- [Job 1]:
Print the passage from the interview on QA and exploratory testing, starting with "The QA specialists" and going on through "do it for me.".

- [Text for analysis]:
-----
The QA specialists or the QA team can also be responsible for maintaining the testing platforms. This is much the same way I look at, suppose I'm a developer and I'm building a deployment script for Kubernetes, but I'm not a Kubernetes guru. Who am I going to ask help from? I'm going to ask the operations people who installed and maintain Kubernetes. They can provide guidance for me, but they're not going to do it for me.
They may help, they may write some of the lines of the configuration, the Kubernetes manifest. They're not going to do it for me; they're going to help me do it. I like that same relationship between dev and QA that I see between dev and operations in a healthy DevOps organization. That's the theory. Does that help? Is that clear? Two questions there.
Daniel: Yes. I think that's clear so far. I do have a couple of questions to follow up on this one may be around just the focus. I mentioned exploratory testing. Is this something that you then did at all in this context? Is this something, which you realized is not needed? Is this something, which the developers did? How did exploratory testing go in this context?
Jonathan: We never formalized that at this team. I do think exploratory testing is very important. The way I see this working is that exploratory testing is removed completely from the software delivery life cycle. Your user stories go through the process of being written, tested, deployed, and exploratory testing happens outside of that. Exploratory testing could happen in a production-like environment after something's been merged. It could even be in production. It could happen on an ad hoc basis during the development. I think the answer to that depends on the team more than the workflow. What works for you? What makes sense?
What are you trying to achieve with your exploratory testing? Are you trying to prove that a new workflow in your software is valuable to end-users, for example, or that there aren't any hidden use cases or hidden booby traps? What are you trying to test for? The goal, in my view, of exploratory testing, maybe there are some exceptions, but generally, it should not be as a gatekeeper for, "You can't release this until we've done the testing." In that sense, it's separate from the software delivery life cycle.
There could be exceptions. Maybe you're building a brand new feature that you can't beta test or something, that it has to be right the first time. Maybe then, you're going to do some exploratory testing in some sort of staging or test environment before it gets released. That should be rare. It's not usually the kinds of software that, I think, the teams that you and I work on are doing. Startups need to move fast. The fastest way to test an idea is to have customers looking at it.
Whenever possible, you want to get your changes in front of customers as quickly as possible. Simultaneously, your QA can be doing this exploratory testing to hopefully find things before users do or find areas for improvement. Maybe they're not finding bugs, maybe they're just finding areas for improvement. I hope that answers the question. If it doesn't, let me know and I can clarify some more.
Daniel: Yes, that's really helpful. I also am a big fan of just using feature toggles and basically, having a production user, which is not one of the customers who can just test. Because then, the deployment is completely separated out from the release and from the testing process. My next question is actually more around the cultural aspect of this. This is something where I think our situation might have been slightly different. If I understood correctly, then, in your case, the developers actually did not want to work with QA, if there was, as you mentioned, this adversarial relationship.
In my situation, I'm a bit in the different situation that they really like working with QA. They like to not have part of the responsibility so that they can focus on other things. The aggravating factor here is that we are already doing a lot of changes. For example, I mentioned that we come from the situation where we had one big team split up as front-end team, back-end team, QA team, and so on.
-----
- [Job 2]:
List every line of the listing that contains the string "negative", treating uppercase and lowercase as different.
-----
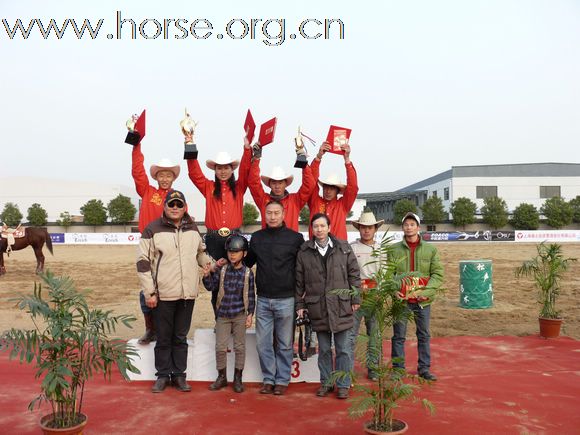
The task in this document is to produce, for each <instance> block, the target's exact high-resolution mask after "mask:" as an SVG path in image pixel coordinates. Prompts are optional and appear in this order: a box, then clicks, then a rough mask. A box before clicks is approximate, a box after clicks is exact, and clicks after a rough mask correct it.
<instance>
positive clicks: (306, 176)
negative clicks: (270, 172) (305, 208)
mask: <svg viewBox="0 0 580 435" xmlns="http://www.w3.org/2000/svg"><path fill="white" fill-rule="evenodd" d="M260 179H261V180H262V183H264V185H266V186H268V187H269V188H270V189H271V190H270V193H266V192H264V188H263V187H262V185H261V184H260ZM293 180H294V176H293V175H291V174H287V173H286V171H284V169H282V168H281V167H280V166H274V168H273V169H272V172H271V173H270V175H269V176H266V175H262V176H261V177H260V160H259V159H256V160H254V161H253V162H252V166H251V169H250V176H249V182H248V183H249V187H250V192H251V193H252V197H253V198H254V202H255V203H256V205H257V206H258V208H259V209H260V213H261V214H262V228H265V227H266V214H265V213H266V204H268V203H269V202H271V201H279V202H280V203H281V204H282V205H283V206H284V223H285V224H286V226H287V227H288V228H290V229H291V230H293V231H298V217H299V215H300V210H302V207H304V205H305V204H306V201H308V198H309V197H310V195H311V194H312V191H313V189H314V186H315V181H314V177H313V176H312V170H311V169H310V166H308V165H306V166H305V167H304V169H302V186H300V189H298V192H296V193H288V191H287V190H286V188H287V187H288V186H289V185H290V184H292V181H293Z"/></svg>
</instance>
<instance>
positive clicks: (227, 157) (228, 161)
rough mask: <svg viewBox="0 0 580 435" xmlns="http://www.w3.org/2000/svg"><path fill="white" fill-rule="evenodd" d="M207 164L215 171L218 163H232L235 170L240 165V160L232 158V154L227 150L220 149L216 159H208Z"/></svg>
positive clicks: (232, 164)
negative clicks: (213, 159) (226, 150)
mask: <svg viewBox="0 0 580 435" xmlns="http://www.w3.org/2000/svg"><path fill="white" fill-rule="evenodd" d="M205 164H206V165H207V167H208V168H210V169H212V170H214V171H215V167H216V165H232V170H234V171H235V170H236V168H237V167H238V166H240V161H239V160H234V159H232V156H230V155H229V154H228V153H226V152H225V151H220V152H219V153H218V155H217V156H216V158H215V160H206V161H205Z"/></svg>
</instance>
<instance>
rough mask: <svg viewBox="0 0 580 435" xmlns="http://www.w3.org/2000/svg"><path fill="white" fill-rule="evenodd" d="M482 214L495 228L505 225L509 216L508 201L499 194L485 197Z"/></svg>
mask: <svg viewBox="0 0 580 435" xmlns="http://www.w3.org/2000/svg"><path fill="white" fill-rule="evenodd" d="M481 216H482V218H483V221H484V222H485V223H486V224H488V225H489V226H490V227H491V228H492V229H494V230H495V229H498V228H501V227H503V226H505V225H506V224H507V223H508V216H509V212H508V209H507V204H506V202H505V201H504V200H503V199H502V198H500V197H498V196H489V197H487V198H484V200H483V207H481Z"/></svg>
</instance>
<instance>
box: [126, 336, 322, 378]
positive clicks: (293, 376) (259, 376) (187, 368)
mask: <svg viewBox="0 0 580 435" xmlns="http://www.w3.org/2000/svg"><path fill="white" fill-rule="evenodd" d="M129 344H132V345H133V346H135V348H136V349H137V352H138V353H139V356H140V358H137V359H135V360H134V361H133V363H134V364H135V366H136V367H137V368H138V369H139V370H140V371H141V374H134V373H129V378H130V379H131V380H132V381H149V380H155V379H156V376H155V355H154V352H153V349H154V348H155V343H150V344H147V345H140V344H138V343H137V339H132V340H129ZM188 345H189V349H188V352H187V376H186V378H187V380H188V381H214V380H215V378H216V377H217V369H216V366H215V333H214V332H213V330H212V329H196V330H195V333H194V335H193V340H188ZM234 357H235V354H234V350H233V338H230V344H229V345H228V356H227V359H228V379H233V376H234ZM262 380H263V378H262V371H261V369H260V361H259V359H258V352H257V350H256V331H255V330H254V329H248V330H247V331H246V365H245V368H244V382H262ZM290 382H292V383H294V382H320V374H319V371H318V355H313V356H311V357H309V358H308V360H307V361H302V360H301V359H300V358H294V360H293V361H292V370H291V378H290Z"/></svg>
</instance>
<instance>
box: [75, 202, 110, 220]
mask: <svg viewBox="0 0 580 435" xmlns="http://www.w3.org/2000/svg"><path fill="white" fill-rule="evenodd" d="M81 213H82V215H83V222H84V223H85V224H87V225H95V226H97V225H103V224H104V223H105V222H107V209H106V208H105V205H104V204H103V201H101V200H100V199H91V200H89V201H88V202H87V203H86V204H85V205H83V206H82V207H81Z"/></svg>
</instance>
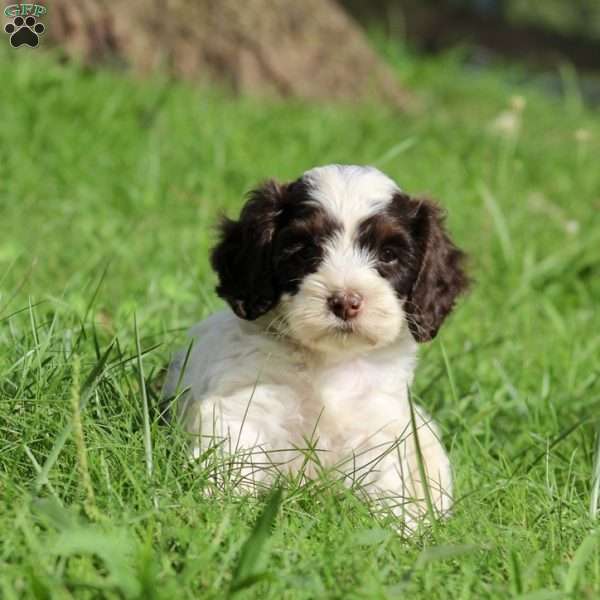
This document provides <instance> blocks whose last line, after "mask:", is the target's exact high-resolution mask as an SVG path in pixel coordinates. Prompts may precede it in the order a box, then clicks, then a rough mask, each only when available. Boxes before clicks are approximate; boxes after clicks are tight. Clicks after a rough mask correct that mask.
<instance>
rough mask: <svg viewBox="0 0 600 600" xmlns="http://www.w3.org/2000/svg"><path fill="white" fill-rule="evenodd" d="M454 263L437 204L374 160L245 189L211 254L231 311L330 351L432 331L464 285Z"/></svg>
mask: <svg viewBox="0 0 600 600" xmlns="http://www.w3.org/2000/svg"><path fill="white" fill-rule="evenodd" d="M462 262H463V253H462V252H461V251H460V250H459V249H457V248H456V247H455V246H454V244H453V243H452V242H451V241H450V239H449V237H448V235H447V233H446V231H445V229H444V225H443V214H442V211H441V210H440V208H439V207H438V206H437V205H436V204H435V203H433V202H431V201H429V200H423V199H414V198H411V197H410V196H408V195H406V194H404V193H403V192H401V191H400V189H399V188H398V186H397V185H396V184H395V183H394V182H393V181H392V180H391V179H389V178H388V177H386V176H385V175H384V174H383V173H381V172H379V171H378V170H376V169H374V168H367V167H353V166H339V165H332V166H326V167H319V168H315V169H312V170H310V171H308V172H306V173H305V174H304V175H303V176H302V177H301V178H300V179H298V180H296V181H294V182H292V183H288V184H278V183H275V182H273V181H270V182H267V183H265V184H264V185H263V186H262V187H260V188H258V189H257V190H255V191H254V192H252V193H251V194H250V197H249V199H248V201H247V203H246V205H245V206H244V208H243V209H242V212H241V215H240V218H239V220H237V221H231V220H228V219H225V220H224V221H223V223H222V225H221V240H220V242H219V243H218V244H217V246H216V247H215V249H214V251H213V254H212V265H213V267H214V269H215V270H216V272H217V273H218V275H219V285H218V287H217V292H218V294H219V295H220V296H221V297H222V298H224V299H225V300H227V302H228V303H229V304H230V305H231V307H232V309H233V310H234V312H235V313H236V315H237V316H238V317H240V318H242V319H248V320H253V319H256V318H258V317H260V316H262V315H265V314H267V313H268V315H270V316H272V319H271V320H270V321H271V323H272V326H273V327H274V328H275V329H277V330H278V331H280V332H281V333H285V334H286V335H288V336H290V337H291V338H292V339H294V341H296V342H297V343H299V344H301V345H302V346H304V347H306V348H309V349H311V350H317V351H322V352H329V353H335V352H339V351H344V350H356V351H359V352H360V351H366V350H368V349H371V348H377V347H381V346H385V345H388V344H391V343H393V342H394V341H395V340H396V339H398V337H399V336H401V335H402V334H403V333H404V332H405V331H406V328H408V329H409V330H410V332H411V333H412V335H413V337H414V338H415V339H416V340H417V341H419V342H424V341H428V340H431V339H433V338H434V337H435V335H436V334H437V332H438V329H439V328H440V326H441V325H442V322H443V321H444V319H445V318H446V316H447V315H448V314H449V313H450V311H451V310H452V308H453V306H454V302H455V300H456V297H457V296H458V295H459V294H460V293H461V292H462V291H464V290H465V288H466V287H467V277H466V275H465V273H464V270H463V268H462Z"/></svg>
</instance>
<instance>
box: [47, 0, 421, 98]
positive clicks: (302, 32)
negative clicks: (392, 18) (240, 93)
-----
- [Exercise answer 1]:
The QA specialists or the QA team can also be responsible for maintaining the testing platforms. This is much the same way I look at, suppose I'm a developer and I'm building a deployment script for Kubernetes, but I'm not a Kubernetes guru. Who am I going to ask help from? I'm going to ask the operations people who installed and maintain Kubernetes. They can provide guidance for me, but they're not going to do it for me.

- [Exercise answer 2]:
negative clicks: (270, 172) (305, 208)
negative clicks: (213, 159) (226, 150)
negative clicks: (392, 18) (240, 93)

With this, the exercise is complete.